### Task prompt
Run through the records and, wherever a line holds the word "bird", return that line.

Dataset records
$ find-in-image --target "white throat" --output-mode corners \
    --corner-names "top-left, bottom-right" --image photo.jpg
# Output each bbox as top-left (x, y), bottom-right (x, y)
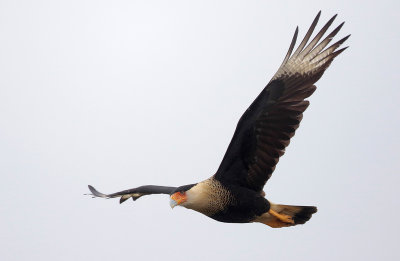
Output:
top-left (181, 178), bottom-right (231, 216)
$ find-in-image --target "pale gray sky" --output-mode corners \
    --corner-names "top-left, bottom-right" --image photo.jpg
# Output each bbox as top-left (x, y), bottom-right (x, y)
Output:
top-left (1, 1), bottom-right (399, 260)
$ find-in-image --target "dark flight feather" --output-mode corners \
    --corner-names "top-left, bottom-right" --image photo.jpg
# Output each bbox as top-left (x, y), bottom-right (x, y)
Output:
top-left (88, 185), bottom-right (177, 204)
top-left (214, 12), bottom-right (349, 192)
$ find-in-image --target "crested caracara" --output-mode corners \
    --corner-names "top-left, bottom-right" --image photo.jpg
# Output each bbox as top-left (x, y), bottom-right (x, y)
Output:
top-left (88, 12), bottom-right (349, 228)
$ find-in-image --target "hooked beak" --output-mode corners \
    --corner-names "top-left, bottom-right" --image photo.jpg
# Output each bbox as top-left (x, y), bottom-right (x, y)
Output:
top-left (170, 197), bottom-right (178, 209)
top-left (170, 192), bottom-right (187, 209)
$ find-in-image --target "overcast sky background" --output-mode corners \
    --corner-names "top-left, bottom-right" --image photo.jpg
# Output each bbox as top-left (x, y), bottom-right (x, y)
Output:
top-left (1, 0), bottom-right (399, 260)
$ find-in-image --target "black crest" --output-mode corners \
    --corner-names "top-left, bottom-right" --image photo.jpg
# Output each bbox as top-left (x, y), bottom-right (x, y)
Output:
top-left (171, 184), bottom-right (197, 195)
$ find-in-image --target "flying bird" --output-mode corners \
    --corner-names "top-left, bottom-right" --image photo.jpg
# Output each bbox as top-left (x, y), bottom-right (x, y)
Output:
top-left (88, 12), bottom-right (349, 228)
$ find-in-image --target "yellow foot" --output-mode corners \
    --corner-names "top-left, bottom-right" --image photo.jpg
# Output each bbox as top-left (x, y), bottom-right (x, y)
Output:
top-left (269, 209), bottom-right (295, 224)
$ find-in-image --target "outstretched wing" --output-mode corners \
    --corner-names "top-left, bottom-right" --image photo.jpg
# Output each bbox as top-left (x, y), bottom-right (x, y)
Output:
top-left (87, 185), bottom-right (177, 204)
top-left (214, 12), bottom-right (349, 192)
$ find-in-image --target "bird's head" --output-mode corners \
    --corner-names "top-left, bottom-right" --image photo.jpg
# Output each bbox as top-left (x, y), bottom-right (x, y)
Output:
top-left (169, 184), bottom-right (197, 209)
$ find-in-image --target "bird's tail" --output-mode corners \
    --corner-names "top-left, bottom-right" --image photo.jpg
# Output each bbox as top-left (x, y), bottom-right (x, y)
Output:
top-left (255, 203), bottom-right (317, 228)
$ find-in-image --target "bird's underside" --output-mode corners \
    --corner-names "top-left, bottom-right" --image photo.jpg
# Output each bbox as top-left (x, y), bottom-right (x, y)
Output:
top-left (87, 12), bottom-right (348, 228)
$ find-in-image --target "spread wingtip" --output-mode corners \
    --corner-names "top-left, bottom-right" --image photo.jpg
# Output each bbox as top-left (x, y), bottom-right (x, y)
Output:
top-left (87, 185), bottom-right (109, 198)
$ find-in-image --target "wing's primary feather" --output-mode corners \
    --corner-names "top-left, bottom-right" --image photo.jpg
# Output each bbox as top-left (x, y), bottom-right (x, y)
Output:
top-left (214, 12), bottom-right (349, 192)
top-left (87, 185), bottom-right (177, 204)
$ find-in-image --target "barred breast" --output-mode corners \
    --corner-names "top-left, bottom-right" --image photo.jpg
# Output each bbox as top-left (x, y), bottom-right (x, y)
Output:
top-left (183, 178), bottom-right (234, 216)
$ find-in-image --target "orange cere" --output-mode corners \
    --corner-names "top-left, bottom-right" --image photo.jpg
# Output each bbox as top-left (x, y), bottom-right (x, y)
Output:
top-left (170, 192), bottom-right (187, 205)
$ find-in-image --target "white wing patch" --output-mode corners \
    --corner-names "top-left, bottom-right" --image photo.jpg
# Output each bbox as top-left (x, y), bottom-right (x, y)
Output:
top-left (272, 12), bottom-right (349, 82)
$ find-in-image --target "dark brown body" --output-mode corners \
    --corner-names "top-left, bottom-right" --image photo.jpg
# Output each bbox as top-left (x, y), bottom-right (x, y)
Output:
top-left (209, 186), bottom-right (270, 223)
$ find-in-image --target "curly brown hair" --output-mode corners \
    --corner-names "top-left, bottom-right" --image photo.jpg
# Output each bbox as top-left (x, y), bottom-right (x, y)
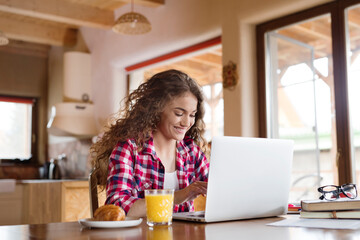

### Exercise output
$ find-in-image --target "flying bird" --output-mode corners \
$ find-in-image --target "bird's head" --output-mode corners \
$ find-in-image --target "bird's tail" --output-mode corners \
$ find-in-image --target "bird's underside" --output-mode corners \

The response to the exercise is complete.